Given instruction: Turn everything from the line containing "Task: find the fish jaw" down to the end of the records into a Markdown table with the columns Row and Line, numbering each row and skipping blank lines.

(Dataset excerpts on pointing to objects)
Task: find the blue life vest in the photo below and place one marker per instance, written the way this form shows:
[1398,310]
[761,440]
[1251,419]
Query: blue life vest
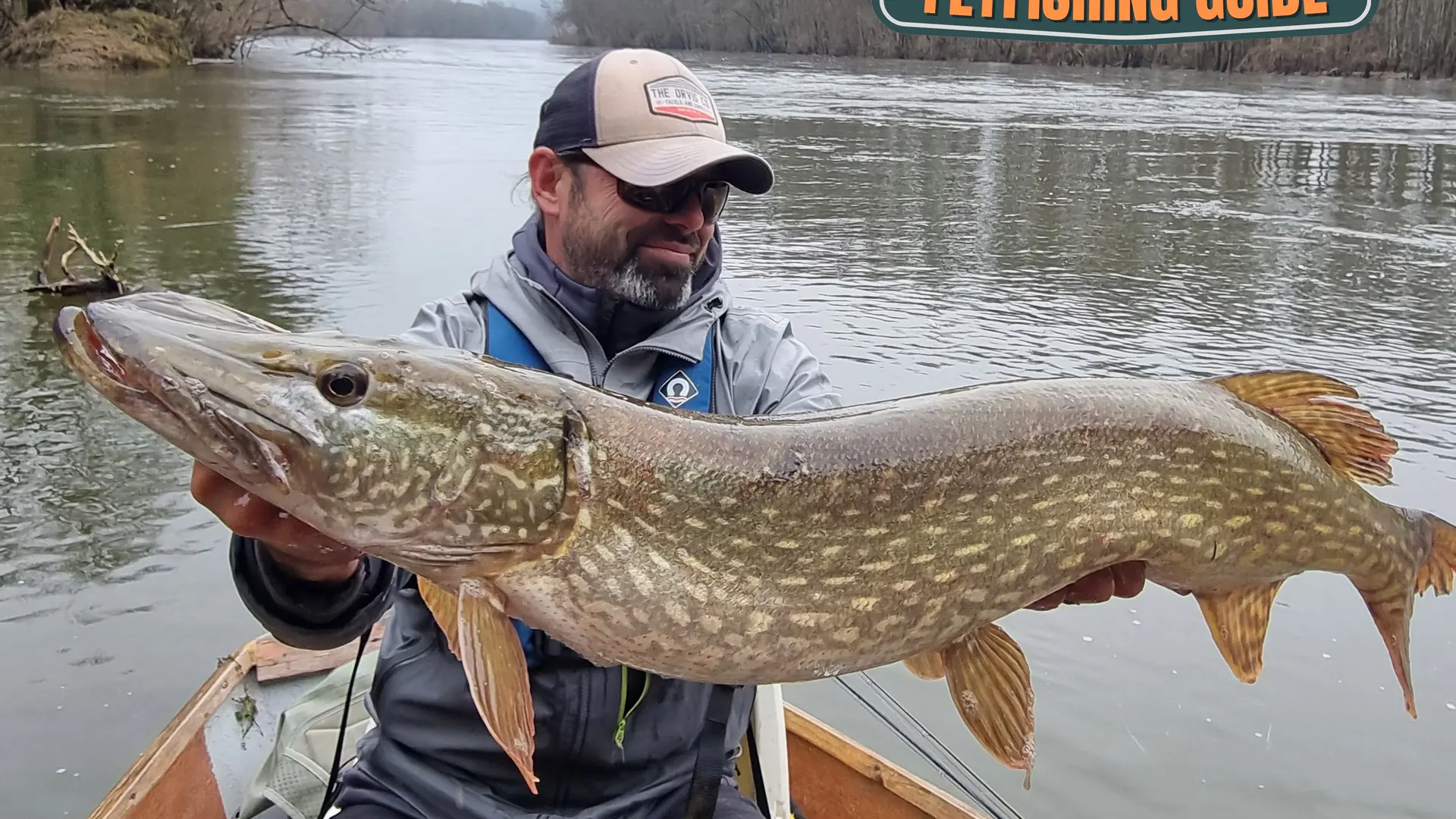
[677,384]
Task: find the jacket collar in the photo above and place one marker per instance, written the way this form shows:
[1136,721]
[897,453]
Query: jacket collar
[617,325]
[536,299]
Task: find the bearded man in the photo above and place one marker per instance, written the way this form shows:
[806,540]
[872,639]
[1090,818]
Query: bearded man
[615,280]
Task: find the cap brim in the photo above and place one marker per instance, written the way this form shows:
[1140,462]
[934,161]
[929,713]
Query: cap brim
[669,159]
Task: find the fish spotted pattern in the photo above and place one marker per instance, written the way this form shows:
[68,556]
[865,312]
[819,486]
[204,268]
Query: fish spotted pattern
[775,550]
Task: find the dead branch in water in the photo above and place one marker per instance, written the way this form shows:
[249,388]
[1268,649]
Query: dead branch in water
[105,284]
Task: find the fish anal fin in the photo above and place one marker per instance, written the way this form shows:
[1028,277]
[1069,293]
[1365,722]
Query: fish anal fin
[1351,439]
[990,686]
[495,668]
[1239,620]
[1440,566]
[927,665]
[444,607]
[1391,610]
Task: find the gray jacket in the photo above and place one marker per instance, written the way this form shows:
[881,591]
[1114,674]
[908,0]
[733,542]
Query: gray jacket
[430,757]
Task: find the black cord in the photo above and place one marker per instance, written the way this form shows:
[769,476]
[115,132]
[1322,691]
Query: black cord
[979,793]
[344,723]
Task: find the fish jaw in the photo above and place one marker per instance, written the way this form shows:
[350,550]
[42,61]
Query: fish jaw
[427,457]
[237,444]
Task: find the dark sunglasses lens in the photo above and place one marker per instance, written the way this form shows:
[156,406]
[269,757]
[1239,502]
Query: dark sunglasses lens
[669,199]
[715,197]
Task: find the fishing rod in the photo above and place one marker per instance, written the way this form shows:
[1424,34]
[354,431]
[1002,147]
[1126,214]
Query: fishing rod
[965,780]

Task result:
| Row | Line |
|---|---|
| 1 | Task: find the fish jaw in the photo above and place one marker per instance, written the way this form shows: |
| 2 | [350,550] |
| 3 | [42,61] |
| 4 | Query: fish jaw |
| 5 | [427,457] |
| 6 | [237,444] |
| 7 | Task: find the dark sunglasses lens in the photo above and place one marker per instance, written the way this form shows: |
| 8 | [156,406] |
| 9 | [269,757] |
| 10 | [1239,502] |
| 11 | Query: dark sunglasses lens |
| 12 | [669,199] |
| 13 | [715,197] |
| 14 | Task: find the fishing rod in the photo above and place one marker per instance, written the way this form shows: |
| 15 | [1424,34] |
| 16 | [354,431] |
| 17 | [1002,147] |
| 18 | [1126,214] |
| 19 | Query: fishing rod |
| 20 | [965,780] |